Work to be completed:
Rescale the lines starting at the one containing "Return the segmentation of every instance of the gray" and ending at the one containing "M 26 570 L 181", both included. Write out every one of those lines and nothing else, unchanged except that each coordinate in the path data is multiplied by 1.15 and rounded to a whole number, with halves rounding up.

Record extracts:
****************************************
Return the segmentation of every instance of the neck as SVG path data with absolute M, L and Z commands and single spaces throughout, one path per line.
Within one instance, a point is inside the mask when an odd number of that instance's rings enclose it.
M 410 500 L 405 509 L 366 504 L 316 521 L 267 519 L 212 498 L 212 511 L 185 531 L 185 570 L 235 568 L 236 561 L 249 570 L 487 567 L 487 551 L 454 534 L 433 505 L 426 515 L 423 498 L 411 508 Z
****************************************
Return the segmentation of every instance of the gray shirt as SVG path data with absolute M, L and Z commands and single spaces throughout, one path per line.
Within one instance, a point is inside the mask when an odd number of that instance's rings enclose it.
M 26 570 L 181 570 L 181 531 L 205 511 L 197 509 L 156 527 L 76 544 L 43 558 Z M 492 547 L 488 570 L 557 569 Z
****************************************
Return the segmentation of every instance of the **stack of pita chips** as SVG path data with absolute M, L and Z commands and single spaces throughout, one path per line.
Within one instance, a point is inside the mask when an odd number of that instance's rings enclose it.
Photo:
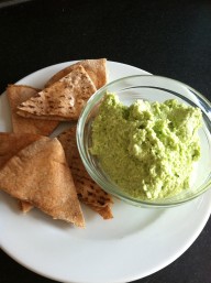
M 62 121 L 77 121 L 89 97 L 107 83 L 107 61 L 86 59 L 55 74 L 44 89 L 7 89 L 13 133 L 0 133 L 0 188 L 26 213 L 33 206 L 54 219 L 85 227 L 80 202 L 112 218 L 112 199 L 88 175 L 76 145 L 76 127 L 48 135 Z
****************************************
Solved exercise:
Return the segmentation of every instance of the gray shirt as SVG path data with absolute M, L and Z commands and single spaces throughout, one path per line.
Within one instance, a point is inside the mask when an odd number of that instance's rings enclose it.
M 30 656 L 208 656 L 208 611 L 236 588 L 227 585 L 179 606 L 87 626 L 49 642 Z M 566 629 L 561 656 L 641 654 Z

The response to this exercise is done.